[start]

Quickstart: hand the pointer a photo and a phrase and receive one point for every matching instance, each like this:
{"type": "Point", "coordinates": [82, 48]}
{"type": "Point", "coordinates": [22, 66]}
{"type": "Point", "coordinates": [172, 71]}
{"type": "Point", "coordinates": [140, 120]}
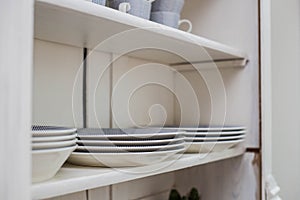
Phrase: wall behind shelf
{"type": "Point", "coordinates": [235, 23]}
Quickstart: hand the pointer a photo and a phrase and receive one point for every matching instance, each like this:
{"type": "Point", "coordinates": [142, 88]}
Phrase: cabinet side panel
{"type": "Point", "coordinates": [57, 85]}
{"type": "Point", "coordinates": [233, 179]}
{"type": "Point", "coordinates": [16, 33]}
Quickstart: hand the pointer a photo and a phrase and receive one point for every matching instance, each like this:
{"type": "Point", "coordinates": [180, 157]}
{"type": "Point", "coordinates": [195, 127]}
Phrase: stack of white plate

[end]

== Task instructions ==
In the records above, switch every "pointer" to "locator" and write the lines out again with nothing else changed. Leave the pictures out.

== Task response ==
Quickstart: hand the locator a photo and a phrase and receive one point for every matching instance, each like this:
{"type": "Point", "coordinates": [82, 48]}
{"type": "Point", "coordinates": [22, 66]}
{"type": "Point", "coordinates": [172, 71]}
{"type": "Point", "coordinates": [140, 120]}
Phrase: wall behind shelf
{"type": "Point", "coordinates": [235, 23]}
Quickstart: hand the locator a photo and a phrase and receive one point for every matching instance, each like this:
{"type": "Point", "coordinates": [142, 88]}
Phrase: cabinet side panel
{"type": "Point", "coordinates": [57, 85]}
{"type": "Point", "coordinates": [233, 179]}
{"type": "Point", "coordinates": [16, 33]}
Quickstart: hand the locator a photo and a phrase and receive one point for every matching instance, each like this:
{"type": "Point", "coordinates": [180, 157]}
{"type": "Point", "coordinates": [195, 127]}
Phrase: stack of white plate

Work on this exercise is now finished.